#### Exercise instructions:
Repeat the following lines exactly and nothing else: the line containing "[segment] tower cornice" and each line after it through the end of the listing.

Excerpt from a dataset
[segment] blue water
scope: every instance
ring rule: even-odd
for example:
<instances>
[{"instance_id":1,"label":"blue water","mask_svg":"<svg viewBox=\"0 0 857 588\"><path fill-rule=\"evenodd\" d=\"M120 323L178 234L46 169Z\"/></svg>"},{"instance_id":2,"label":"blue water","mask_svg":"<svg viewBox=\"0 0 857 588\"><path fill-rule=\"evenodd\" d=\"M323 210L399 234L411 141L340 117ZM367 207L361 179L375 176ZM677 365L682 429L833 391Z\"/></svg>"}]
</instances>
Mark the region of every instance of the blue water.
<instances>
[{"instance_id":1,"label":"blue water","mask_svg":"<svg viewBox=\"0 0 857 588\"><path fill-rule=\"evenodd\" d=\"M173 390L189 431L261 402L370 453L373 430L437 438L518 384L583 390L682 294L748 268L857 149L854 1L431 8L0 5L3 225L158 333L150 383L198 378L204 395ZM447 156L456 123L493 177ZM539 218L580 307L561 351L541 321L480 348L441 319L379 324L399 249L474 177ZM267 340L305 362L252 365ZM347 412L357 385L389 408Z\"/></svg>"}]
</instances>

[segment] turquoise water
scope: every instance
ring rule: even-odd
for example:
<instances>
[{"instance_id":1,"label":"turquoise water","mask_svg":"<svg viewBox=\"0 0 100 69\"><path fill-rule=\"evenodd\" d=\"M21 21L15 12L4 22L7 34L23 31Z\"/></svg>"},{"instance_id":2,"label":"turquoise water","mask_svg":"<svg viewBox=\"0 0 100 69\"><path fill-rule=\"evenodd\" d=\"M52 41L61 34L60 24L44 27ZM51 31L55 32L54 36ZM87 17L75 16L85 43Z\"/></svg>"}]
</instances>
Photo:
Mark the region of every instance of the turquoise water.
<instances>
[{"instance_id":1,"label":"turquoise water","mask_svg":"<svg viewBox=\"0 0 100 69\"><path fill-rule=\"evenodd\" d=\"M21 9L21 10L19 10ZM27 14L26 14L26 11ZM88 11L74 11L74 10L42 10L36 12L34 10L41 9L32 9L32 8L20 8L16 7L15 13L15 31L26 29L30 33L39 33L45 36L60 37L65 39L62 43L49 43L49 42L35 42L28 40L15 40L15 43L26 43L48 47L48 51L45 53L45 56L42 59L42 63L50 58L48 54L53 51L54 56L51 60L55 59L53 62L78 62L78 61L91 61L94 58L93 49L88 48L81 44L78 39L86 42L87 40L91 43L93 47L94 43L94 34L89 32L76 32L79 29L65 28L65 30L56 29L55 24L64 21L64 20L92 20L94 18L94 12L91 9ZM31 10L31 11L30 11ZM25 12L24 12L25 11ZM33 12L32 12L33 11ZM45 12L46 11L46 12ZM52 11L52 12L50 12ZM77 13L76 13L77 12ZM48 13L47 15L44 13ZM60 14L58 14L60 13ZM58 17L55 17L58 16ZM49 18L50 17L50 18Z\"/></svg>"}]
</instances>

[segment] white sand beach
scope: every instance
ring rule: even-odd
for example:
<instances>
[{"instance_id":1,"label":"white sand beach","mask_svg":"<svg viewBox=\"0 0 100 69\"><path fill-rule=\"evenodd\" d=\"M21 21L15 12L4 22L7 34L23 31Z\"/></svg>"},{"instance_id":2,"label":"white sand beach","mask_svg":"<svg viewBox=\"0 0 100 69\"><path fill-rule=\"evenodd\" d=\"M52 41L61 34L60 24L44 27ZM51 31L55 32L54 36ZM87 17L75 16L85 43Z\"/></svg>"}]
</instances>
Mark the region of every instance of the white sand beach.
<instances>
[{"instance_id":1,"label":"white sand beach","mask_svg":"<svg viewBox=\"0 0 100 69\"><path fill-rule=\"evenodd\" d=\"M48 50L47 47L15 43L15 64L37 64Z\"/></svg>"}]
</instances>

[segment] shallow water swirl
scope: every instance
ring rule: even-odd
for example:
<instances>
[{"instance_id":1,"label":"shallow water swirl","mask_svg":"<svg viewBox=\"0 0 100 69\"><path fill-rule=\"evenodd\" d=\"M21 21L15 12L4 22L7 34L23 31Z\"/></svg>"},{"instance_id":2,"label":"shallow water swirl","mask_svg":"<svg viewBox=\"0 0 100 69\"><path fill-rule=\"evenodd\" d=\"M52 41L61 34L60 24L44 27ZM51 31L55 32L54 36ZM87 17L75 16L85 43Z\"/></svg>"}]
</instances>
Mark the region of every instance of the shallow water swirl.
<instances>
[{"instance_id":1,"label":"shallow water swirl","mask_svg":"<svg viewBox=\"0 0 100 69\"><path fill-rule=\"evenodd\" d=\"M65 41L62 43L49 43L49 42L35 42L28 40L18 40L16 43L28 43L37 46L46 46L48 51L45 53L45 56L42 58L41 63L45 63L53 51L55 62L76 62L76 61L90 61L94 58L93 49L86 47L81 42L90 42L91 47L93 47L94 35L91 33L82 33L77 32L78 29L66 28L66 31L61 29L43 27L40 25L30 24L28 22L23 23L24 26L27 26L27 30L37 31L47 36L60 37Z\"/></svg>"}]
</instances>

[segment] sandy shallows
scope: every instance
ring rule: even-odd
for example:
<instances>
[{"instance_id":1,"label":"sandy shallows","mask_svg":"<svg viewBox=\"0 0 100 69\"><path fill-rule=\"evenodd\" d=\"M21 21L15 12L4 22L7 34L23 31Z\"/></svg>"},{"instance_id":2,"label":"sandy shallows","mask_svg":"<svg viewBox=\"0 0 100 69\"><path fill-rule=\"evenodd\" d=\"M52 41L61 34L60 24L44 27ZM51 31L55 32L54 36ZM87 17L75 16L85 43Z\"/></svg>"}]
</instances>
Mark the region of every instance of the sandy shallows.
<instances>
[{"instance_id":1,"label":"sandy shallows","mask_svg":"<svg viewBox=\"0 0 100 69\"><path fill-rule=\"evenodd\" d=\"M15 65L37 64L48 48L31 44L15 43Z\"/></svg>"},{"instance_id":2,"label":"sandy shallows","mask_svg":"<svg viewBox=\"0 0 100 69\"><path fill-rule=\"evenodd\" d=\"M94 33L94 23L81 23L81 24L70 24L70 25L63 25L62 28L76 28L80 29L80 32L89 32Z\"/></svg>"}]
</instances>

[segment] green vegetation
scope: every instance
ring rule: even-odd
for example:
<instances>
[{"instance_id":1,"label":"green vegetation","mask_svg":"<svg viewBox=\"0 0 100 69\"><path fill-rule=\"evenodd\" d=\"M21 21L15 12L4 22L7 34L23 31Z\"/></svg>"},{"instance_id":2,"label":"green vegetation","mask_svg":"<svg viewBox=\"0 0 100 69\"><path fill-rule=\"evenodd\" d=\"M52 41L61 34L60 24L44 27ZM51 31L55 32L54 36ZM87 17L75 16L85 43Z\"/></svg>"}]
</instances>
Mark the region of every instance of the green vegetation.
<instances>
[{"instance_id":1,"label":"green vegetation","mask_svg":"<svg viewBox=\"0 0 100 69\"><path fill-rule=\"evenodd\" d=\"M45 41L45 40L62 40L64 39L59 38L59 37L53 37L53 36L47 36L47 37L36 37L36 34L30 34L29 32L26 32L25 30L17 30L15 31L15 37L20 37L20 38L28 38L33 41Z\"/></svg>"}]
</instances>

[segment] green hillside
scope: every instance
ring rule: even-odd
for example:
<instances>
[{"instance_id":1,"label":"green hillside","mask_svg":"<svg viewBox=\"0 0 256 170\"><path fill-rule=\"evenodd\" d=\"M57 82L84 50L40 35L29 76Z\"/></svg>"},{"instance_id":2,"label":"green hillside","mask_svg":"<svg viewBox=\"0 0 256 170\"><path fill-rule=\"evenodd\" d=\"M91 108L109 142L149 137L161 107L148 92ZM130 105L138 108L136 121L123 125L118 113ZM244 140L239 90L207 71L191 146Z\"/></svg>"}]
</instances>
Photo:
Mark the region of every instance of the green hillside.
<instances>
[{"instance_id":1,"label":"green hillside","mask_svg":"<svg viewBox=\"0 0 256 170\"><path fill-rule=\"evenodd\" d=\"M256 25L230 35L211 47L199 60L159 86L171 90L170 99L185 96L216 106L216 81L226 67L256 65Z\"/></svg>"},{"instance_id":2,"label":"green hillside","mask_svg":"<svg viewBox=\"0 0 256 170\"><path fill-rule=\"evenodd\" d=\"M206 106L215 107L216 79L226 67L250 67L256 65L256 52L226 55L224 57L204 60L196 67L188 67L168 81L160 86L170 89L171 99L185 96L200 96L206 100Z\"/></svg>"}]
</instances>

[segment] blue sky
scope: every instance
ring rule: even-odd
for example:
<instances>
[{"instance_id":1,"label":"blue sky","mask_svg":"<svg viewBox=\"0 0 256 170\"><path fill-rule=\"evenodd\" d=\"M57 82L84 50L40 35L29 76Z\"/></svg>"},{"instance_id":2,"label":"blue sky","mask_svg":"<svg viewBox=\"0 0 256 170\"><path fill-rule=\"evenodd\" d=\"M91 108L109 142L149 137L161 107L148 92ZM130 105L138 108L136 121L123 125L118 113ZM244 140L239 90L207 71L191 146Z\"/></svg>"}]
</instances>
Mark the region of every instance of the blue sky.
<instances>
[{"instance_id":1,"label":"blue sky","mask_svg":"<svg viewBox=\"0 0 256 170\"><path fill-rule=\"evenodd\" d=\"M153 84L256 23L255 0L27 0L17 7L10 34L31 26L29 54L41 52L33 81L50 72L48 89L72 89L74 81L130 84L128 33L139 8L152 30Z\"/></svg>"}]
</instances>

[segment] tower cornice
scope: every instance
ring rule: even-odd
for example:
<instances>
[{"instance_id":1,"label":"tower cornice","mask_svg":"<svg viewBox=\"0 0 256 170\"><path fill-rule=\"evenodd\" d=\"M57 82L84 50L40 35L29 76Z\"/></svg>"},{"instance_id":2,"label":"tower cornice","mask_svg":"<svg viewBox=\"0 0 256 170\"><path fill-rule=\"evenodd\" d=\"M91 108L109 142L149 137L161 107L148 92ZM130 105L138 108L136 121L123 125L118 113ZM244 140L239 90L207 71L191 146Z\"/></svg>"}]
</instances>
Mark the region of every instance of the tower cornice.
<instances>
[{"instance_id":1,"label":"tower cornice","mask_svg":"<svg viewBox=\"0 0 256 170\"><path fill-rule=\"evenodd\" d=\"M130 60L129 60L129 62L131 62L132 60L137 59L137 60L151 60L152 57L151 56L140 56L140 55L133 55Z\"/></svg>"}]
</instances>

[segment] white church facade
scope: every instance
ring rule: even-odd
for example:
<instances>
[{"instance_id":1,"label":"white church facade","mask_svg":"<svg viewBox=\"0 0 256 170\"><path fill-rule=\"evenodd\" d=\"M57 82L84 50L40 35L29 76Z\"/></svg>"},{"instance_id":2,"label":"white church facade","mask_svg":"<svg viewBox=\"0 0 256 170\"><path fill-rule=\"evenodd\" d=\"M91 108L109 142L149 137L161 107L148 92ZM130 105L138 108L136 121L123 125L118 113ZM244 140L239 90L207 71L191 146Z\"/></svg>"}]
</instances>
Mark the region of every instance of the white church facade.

#### Result for this exercise:
[segment] tower cornice
scope: every instance
ring rule: even-odd
for example:
<instances>
[{"instance_id":1,"label":"tower cornice","mask_svg":"<svg viewBox=\"0 0 256 170\"><path fill-rule=\"evenodd\" d=\"M57 82L84 50L40 35L29 76Z\"/></svg>"},{"instance_id":2,"label":"tower cornice","mask_svg":"<svg viewBox=\"0 0 256 170\"><path fill-rule=\"evenodd\" d=\"M91 108L109 142L149 137L161 107L148 92ZM130 105L138 108L136 121L123 125L118 113ZM244 140L239 90L207 71L191 146Z\"/></svg>"}]
</instances>
Mark the region of every instance of the tower cornice.
<instances>
[{"instance_id":1,"label":"tower cornice","mask_svg":"<svg viewBox=\"0 0 256 170\"><path fill-rule=\"evenodd\" d=\"M130 60L129 60L129 62L131 62L132 60L137 59L137 60L151 60L152 57L151 56L140 56L140 55L133 55Z\"/></svg>"}]
</instances>

[segment] white church facade
scope: every instance
ring rule: even-odd
for example:
<instances>
[{"instance_id":1,"label":"white church facade","mask_svg":"<svg viewBox=\"0 0 256 170\"><path fill-rule=\"evenodd\" d=\"M57 82L84 50L40 35L29 76Z\"/></svg>"},{"instance_id":2,"label":"white church facade","mask_svg":"<svg viewBox=\"0 0 256 170\"><path fill-rule=\"evenodd\" d=\"M91 108L109 142L149 137L161 107L148 92ZM130 105L138 108L136 121L123 125L118 113ZM244 140L239 90L207 71L191 146Z\"/></svg>"}]
</instances>
Mark the region of every instance of the white church facade.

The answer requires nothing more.